Aim of the task: Copy the rows below, swapping every "Return one point per instance" for "Give one point for each instance" and keeping everything else the same.

Task input:
● ● ● ●
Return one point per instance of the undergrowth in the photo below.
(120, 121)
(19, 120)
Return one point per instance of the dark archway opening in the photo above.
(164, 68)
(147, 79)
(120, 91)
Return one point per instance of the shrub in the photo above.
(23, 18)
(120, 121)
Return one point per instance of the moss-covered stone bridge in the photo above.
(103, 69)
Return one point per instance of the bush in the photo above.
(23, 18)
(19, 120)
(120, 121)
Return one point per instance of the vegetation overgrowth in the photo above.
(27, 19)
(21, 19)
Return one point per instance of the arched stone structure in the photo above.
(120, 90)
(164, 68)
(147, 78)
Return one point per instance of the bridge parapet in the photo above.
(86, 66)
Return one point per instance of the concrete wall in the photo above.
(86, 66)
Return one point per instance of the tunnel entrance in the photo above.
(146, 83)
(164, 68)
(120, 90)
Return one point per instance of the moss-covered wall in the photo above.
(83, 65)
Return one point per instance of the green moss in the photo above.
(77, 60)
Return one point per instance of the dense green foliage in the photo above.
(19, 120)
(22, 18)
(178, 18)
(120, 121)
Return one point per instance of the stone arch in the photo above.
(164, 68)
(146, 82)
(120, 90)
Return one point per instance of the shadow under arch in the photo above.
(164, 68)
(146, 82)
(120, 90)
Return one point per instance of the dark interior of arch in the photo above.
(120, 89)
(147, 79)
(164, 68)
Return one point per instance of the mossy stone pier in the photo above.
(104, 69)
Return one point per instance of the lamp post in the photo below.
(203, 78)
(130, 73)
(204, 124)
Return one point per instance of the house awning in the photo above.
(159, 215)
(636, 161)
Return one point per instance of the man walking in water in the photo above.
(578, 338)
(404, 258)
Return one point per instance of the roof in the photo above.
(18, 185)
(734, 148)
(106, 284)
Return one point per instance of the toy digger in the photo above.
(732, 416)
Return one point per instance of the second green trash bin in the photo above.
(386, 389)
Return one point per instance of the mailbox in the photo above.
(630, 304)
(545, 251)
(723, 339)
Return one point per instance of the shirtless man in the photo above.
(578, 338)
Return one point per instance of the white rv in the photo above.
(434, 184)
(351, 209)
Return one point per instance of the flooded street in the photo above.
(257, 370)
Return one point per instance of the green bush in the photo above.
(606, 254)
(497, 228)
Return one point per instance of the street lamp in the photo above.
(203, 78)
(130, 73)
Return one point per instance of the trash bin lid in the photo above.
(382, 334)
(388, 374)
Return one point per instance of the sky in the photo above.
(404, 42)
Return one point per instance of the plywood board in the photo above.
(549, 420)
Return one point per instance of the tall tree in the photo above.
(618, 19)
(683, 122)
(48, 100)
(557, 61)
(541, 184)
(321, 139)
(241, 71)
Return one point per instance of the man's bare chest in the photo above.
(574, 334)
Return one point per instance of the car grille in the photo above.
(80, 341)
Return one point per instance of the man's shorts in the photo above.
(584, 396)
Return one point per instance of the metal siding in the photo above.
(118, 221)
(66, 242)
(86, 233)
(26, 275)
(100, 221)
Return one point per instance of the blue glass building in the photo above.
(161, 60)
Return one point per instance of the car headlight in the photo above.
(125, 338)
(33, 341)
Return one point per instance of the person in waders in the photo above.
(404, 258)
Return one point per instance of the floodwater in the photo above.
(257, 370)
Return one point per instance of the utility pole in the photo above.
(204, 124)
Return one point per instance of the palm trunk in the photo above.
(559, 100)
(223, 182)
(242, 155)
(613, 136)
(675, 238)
● ● ● ●
Answer to this exercise:
Give one point for each instance of the undergrowth in the photo below.
(120, 121)
(19, 120)
Give one point for each instance of the dark archway opening in the photo above.
(164, 68)
(147, 79)
(120, 91)
Give one point for each instance of the shrub in the photo above.
(23, 18)
(120, 121)
Give one point for each instance of the moss-covered stone bridge in the photo above.
(103, 69)
Give one point for each instance of the bush in the photo above.
(23, 18)
(19, 120)
(120, 121)
Give one point for each instance of the vegetation overgrowth in the photo above.
(27, 19)
(21, 19)
Give one point for each instance of the arched stone structure in the photo above.
(120, 90)
(164, 68)
(147, 78)
Give one point for each instance of the bridge parapet in the photo above.
(86, 66)
Give one point for each instance of the concrete wall in the photo above.
(86, 66)
Give one point for each instance of the tunnel entrance in the photo above.
(146, 83)
(164, 68)
(120, 90)
Give one point for each instance of the moss-covered wall in the photo above.
(83, 65)
Give one point for each instance of the green moss in the photo above.
(77, 60)
Give one point for each instance of the dense green foliage in the photo above.
(19, 120)
(22, 18)
(178, 18)
(120, 121)
Give one point for each instance of the stone arch in the photo above.
(164, 68)
(146, 82)
(120, 90)
Give one point for each instance of the shadow under arch in the photo above.
(164, 68)
(146, 82)
(120, 90)
Give one point for each instance of the dark interior of arch in the photo above.
(120, 89)
(147, 79)
(164, 68)
Give one point for each instance of the mossy stone pier in the photo above.
(104, 69)
Give one point for each instance of the lamp post in the photo below.
(203, 78)
(130, 73)
(204, 124)
Give one point for each instance of the house awning in the photo above.
(159, 215)
(636, 161)
Give one point for each instance of the man walking in water in the photo above.
(578, 338)
(404, 258)
Give one point for each instance of the roof in the photo above.
(18, 185)
(734, 148)
(106, 284)
Give one point for each instance of the toy digger in the photo above.
(732, 416)
Give one point for each instance of the second green trash bin in the photo above.
(386, 389)
Give one point for each instance of the mailbox in the photo above.
(630, 304)
(545, 251)
(723, 339)
Give one point for each instance of the shirtless man in the photo above.
(578, 338)
Give one point for each instance of the white rv in the photo above.
(434, 184)
(351, 209)
Give one point for each instance of the flooded street in the photo above.
(257, 370)
Give one point for each instance of the green bush in the photo above.
(606, 254)
(497, 228)
Give one point for each instance of the street lamp in the photo above.
(203, 78)
(130, 73)
Give one point for each instance of the trash bin lid in the photo above.
(382, 334)
(388, 374)
Give one point for each instance of the sky in the photo above.
(404, 42)
Give one point for each instance of the plywood board in the photo above.
(549, 420)
Give one point for each instance of the tall tree in the photo above.
(618, 19)
(683, 122)
(48, 100)
(557, 61)
(541, 184)
(321, 139)
(241, 71)
Give one point for each instance of the man's bare chest in the photo above.
(574, 334)
Give one point for each instance of the car grille in the photo above.
(80, 341)
Give one point for each instance of the man's shorts in the photo above.
(584, 396)
Give one point for each instance of the metal siding in the photo above.
(118, 221)
(66, 242)
(86, 233)
(26, 275)
(100, 221)
Give one point for each instance of the blue glass building in the photo above.
(161, 60)
Give one point for each instance of the car headlight in the photo above.
(125, 338)
(33, 341)
Give one point for each instance of the person in waders in the photo above.
(404, 258)
Give one point for each instance of the floodwater in the photo above.
(257, 370)
Give one point for each instance of the utility pole in the photo above.
(204, 124)
Give one point for each instance of the palm trunk in the photo above.
(559, 100)
(223, 182)
(242, 155)
(613, 136)
(675, 238)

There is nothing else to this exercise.